>> start PAGE TEXT

ELIA KAZAN: I believe that that is true. In the films that I was making twenty years ago, I had, I chose, more flamboyant actors. They were the engines of the film, and the film was the vehicle of their expression; it was always a question of expressing, of exteriorizing what there was ‘in’ them, and the free course that I left to this flamboyance made me tend sometimes almost toward opera. But, little by little, I lost interest in this expression as such, and in fact I almost turned against it. I began, too, to restrain my actors, in proportion as I saw things in a truer, calmer fashion.

At the same time, I became more and more interested in what happened to them, to the actors, human beings, characters—in the way in which they reflected or reinforced something, be it unconsciously, in the way in which they let something grow in them, come out from them. Now, ten or fifteen years afterward, I see the gap that separates me from the first manner, when my actors were moved by the most violent feeling of life, which they rendered directly and unconsciously. Now I no longer ‘feel’ people through an acting technique. Life is not like that. People ordinarily do not know or realize the why and the how of their beings, whence they originate and whither they lead them. In any case, very few people know exactly what they want, and there are fewer still who can go straight to what they want. That is why I direct my youngsters in a more supple, more complex way. I abandon myself more to imprecision, to the nebulous, and I accept more readily the ways of contradiction. I believe that that is the only way to approach the truth.

A Streetcar Named Desire (Directed by Elia Kazan)

CAHIERS: Your films themselves are made more and more on the complexity and contradictions of life.

ELIA KAZAN: At the start, my films were always written by scenarists, sometimes theatre men [Tennessee Williams, William Inge]. Even then I worked on them myself, but little by little I collaborated more and finally I began to write my stories myself. I was present at the birth of the film, instead of being, as before, the conductor of cadences and solos. In A Streetcar Named Desire, there are entire scenes that I would do differently today. I would have them happen much more calmly, unconsciously, and that would take much more time as well. I still think that dramaturgy is essential in theatre, but one must rethink the thing completely when one approaches the screen. That too is why, as I grew older, I felt more and more acutely the difference between theatre and film. and, little by little, I lost interest in the theatre.

CAHIERS: But the fact is that you originally acquired much from the theatre. Perhaps something of it still remains today in your films?

>> end PAGE TEXT
>> start DATA ENTRIES

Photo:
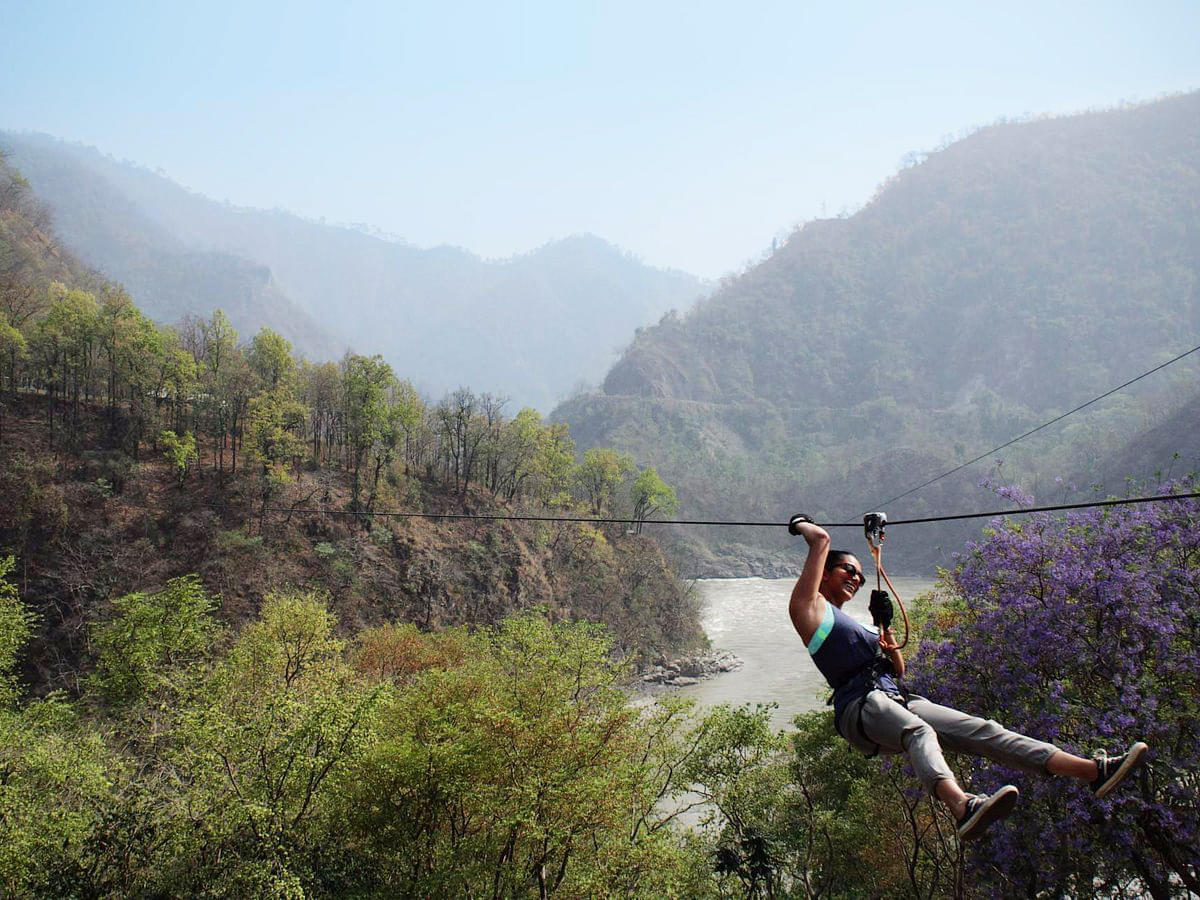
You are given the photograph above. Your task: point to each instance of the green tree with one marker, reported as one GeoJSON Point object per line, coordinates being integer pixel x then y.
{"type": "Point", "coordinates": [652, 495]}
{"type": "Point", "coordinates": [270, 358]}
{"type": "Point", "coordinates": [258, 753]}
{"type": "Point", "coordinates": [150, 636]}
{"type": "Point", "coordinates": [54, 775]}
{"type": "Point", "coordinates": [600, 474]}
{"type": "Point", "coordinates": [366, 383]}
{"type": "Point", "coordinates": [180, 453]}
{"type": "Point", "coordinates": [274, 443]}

>> end DATA ENTRIES
>> start DATA ENTRIES

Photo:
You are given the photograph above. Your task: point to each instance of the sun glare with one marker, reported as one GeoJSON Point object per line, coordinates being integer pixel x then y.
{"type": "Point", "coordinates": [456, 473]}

>> end DATA ENTRIES

REQUIRED TASKS:
[1] From the Kazan interview, copy the passage starting with "ELIA KAZAN: I" and going on through "truer, calmer fashion.".
[2] In the Kazan interview, which two theatre men are named as scenarists of his early films?

TASK-BY-TASK OUTPUTS:
[1]
ELIA KAZAN: I believe that that is true. In the films that I was making twenty years ago, I had, I chose, more flamboyant actors. They were the engines of the film, and the film was the vehicle of their expression; it was always a question of expressing, of exteriorizing what there was ‘in’ them, and the free course that I left to this flamboyance made me tend sometimes almost toward opera. But, little by little, I lost interest in this expression as such, and in fact I almost turned against it. I began, too, to restrain my actors, in proportion as I saw things in a truer, calmer fashion.

[2] Tennessee Williams and William Inge.